### TASKS TO COMPLETE
[1] Reproduce verbatim the stretch of the post about the missing cat Noah from "# Noah has been" through "from LANCASHIRE area.".
[2] Using the post about the missing cat Noah, answer the following:
(a) At about what time was Noah let out on the day he went missing?
(b) What was Noah wearing when he was last seen?
(c) From what area is Noah missing?
[3] Continue the post about the missing cat Noah, starting after its final sentence.

# Noah has been missing for 8 months now..



## ShannonLouise. (Feb 2, 2009)

_Hey! I havnt been on pf for over a year now. I'd like to get back on though, i'd like to share with you that my cat, my baby! Noah has been missing for 8months now. He went missing end of April this year, we let him out at around 11am and he never ended up coming home. I was distraught and i am still so sad. I keep thinking the worse but i do hope he's with a lovely family giving them as much happiness as he gave to me. I know i couldnt possibly find him now, we put him on the internet, put posters up in local areas. No sign. His brothers and sister cats miss him much!

- Hes a small male, neuterd, he will probably be around 2 years old now. He has a distinctive face and a white tip on his tail. He was last seen with a blue collar with bits of glitter on and a bell. Missing from LANCASHIRE area.

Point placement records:
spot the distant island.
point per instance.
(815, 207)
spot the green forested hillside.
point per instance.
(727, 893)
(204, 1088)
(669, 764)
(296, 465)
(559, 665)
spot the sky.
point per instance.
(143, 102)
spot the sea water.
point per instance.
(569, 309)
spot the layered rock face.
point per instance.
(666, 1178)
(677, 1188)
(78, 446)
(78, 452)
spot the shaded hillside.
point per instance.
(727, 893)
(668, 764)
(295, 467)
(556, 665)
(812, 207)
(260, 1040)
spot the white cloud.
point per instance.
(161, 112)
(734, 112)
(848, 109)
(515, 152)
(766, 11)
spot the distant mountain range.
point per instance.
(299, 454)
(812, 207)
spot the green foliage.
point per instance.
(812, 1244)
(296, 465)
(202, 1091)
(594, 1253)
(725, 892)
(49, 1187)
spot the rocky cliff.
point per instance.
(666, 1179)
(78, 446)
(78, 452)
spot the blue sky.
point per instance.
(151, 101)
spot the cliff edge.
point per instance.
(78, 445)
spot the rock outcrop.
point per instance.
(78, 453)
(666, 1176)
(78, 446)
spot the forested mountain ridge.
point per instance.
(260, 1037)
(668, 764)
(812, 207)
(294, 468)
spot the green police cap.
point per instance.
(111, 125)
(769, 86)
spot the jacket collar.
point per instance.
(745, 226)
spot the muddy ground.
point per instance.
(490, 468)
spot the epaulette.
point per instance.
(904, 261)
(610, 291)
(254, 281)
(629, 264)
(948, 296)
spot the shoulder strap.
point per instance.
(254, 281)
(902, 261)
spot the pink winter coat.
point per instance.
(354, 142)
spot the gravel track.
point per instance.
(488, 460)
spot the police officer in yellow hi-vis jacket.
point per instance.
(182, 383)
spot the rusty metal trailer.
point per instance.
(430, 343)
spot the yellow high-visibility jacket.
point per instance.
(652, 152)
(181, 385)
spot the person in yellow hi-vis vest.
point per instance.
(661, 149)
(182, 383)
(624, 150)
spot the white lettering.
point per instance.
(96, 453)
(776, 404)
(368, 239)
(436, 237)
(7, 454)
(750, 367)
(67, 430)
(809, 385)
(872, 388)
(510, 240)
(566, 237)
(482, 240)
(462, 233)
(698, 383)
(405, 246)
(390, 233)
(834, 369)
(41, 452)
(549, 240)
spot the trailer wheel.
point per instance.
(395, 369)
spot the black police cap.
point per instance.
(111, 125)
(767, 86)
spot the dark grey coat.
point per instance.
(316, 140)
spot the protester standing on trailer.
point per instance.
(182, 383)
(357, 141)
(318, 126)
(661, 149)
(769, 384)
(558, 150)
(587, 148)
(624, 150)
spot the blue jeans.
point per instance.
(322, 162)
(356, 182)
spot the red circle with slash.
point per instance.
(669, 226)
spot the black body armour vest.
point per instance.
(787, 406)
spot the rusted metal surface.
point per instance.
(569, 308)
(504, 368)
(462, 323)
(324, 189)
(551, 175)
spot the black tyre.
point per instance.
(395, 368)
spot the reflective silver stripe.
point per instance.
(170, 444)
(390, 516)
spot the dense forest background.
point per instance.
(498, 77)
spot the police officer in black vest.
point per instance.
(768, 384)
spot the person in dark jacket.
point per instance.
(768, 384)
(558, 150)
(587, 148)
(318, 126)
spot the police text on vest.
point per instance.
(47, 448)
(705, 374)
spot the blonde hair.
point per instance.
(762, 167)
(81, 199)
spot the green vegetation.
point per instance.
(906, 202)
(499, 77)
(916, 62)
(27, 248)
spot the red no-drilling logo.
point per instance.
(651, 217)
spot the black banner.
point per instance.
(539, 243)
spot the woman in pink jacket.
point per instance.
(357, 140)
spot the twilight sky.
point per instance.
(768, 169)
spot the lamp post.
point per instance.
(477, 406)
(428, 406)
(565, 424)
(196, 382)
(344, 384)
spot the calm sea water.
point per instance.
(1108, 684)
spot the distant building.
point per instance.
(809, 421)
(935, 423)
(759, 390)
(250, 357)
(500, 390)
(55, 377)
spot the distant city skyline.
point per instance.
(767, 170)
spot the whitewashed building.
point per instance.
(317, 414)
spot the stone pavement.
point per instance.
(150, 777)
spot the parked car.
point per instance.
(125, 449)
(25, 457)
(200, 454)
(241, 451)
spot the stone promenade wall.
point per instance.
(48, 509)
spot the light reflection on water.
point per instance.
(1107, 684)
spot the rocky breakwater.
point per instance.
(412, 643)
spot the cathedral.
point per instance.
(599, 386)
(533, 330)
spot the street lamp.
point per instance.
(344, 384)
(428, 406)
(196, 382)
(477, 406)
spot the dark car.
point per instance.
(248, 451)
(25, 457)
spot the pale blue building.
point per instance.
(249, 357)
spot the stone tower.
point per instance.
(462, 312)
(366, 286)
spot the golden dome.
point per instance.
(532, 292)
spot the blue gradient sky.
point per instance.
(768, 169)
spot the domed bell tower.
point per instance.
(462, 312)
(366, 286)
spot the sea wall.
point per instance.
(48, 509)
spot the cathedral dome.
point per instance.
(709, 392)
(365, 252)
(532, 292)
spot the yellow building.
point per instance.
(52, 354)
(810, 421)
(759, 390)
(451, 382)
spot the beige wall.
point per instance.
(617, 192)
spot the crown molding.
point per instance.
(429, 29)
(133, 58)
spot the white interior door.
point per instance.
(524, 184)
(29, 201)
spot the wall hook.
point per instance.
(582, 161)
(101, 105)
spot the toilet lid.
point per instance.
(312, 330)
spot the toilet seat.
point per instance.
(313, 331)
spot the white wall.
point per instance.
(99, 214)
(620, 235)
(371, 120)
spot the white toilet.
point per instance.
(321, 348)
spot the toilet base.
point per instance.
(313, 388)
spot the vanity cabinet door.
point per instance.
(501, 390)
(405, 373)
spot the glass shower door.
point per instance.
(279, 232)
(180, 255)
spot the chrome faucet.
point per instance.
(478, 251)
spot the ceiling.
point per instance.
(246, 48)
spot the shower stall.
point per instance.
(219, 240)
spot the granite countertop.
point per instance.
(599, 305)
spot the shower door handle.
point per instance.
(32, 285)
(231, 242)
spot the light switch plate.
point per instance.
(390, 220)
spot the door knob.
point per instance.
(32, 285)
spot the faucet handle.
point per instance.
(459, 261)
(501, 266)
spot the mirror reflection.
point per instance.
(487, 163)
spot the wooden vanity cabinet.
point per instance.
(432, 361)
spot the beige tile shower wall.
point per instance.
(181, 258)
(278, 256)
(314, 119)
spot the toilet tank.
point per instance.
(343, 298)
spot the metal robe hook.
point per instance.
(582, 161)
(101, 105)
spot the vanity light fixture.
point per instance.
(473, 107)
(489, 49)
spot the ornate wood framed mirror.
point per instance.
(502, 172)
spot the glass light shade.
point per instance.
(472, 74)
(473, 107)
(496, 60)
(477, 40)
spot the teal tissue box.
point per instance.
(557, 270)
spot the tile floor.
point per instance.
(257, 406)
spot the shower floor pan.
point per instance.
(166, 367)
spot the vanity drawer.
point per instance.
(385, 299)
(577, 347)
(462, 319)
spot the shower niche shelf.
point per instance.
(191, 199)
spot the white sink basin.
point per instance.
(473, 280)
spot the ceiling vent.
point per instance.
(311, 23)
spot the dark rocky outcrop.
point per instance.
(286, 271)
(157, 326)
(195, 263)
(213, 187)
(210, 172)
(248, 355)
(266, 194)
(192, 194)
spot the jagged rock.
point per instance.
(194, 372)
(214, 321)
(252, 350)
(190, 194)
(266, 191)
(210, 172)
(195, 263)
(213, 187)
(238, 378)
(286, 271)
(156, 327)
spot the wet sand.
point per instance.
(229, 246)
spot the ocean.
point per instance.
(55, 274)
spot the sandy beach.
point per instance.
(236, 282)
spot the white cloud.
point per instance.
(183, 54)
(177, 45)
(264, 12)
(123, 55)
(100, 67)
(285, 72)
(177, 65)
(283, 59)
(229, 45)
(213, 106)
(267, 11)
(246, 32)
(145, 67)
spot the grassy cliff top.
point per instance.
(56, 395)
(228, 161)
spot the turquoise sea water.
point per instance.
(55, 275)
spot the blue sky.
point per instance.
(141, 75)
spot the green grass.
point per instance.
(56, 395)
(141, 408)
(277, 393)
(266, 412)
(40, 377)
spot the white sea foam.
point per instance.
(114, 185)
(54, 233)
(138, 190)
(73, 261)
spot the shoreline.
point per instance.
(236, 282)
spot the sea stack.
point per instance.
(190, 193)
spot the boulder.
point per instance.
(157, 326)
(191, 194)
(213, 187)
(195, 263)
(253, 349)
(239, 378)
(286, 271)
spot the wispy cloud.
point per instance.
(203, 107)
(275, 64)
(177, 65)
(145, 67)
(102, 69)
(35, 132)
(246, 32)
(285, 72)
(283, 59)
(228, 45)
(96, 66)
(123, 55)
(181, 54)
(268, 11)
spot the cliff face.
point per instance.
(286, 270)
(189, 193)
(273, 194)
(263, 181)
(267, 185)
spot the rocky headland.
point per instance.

### RESULTS IN ORDER
[1]
# Noah has been missing for 8 months now..



## ShannonLouise. (Feb 2, 2009)

_Hey! I havnt been on pf for over a year now. I'd like to get back on though, i'd like to share with you that my cat, my baby! Noah has been missing for 8months now. He went missing end of April this year, we let him out at around 11am and he never ended up coming home. I was distraught and i am still so sad. I keep thinking the worse but i do hope he's with a lovely family giving them as much happiness as he gave to me. I know i couldnt possibly find him now, we put him on the internet, put posters up in local areas. No sign. His brothers and sister cats miss him much!

- Hes a small male, neuterd, he will probably be around 2 years old now. He has a distinctive face and a white tip on his tail. He was last seen with a blue collar with bits of glitter on and a bell. Missing from LANCASHIRE area.

[2]
(a) Around 11am.
(b) A blue collar with bits of glitter on it and a bell.
(c) The Lancashire area.

[3]
Please, if anyone has seen him, contact me! _


----------



## Guest (Dec 4, 2011)

Hi Shannon, Welcome back. Sorry to hear about your cat. Don't give up hope of finding him. It has been known for cats to turn up years later. My Grandads cat went missing for two years then strolled in through the backdoor like he hadn't even been away.
Was your cat micrchipped? There is always hope.


----------



## ShannonLouise. (Feb 2, 2009)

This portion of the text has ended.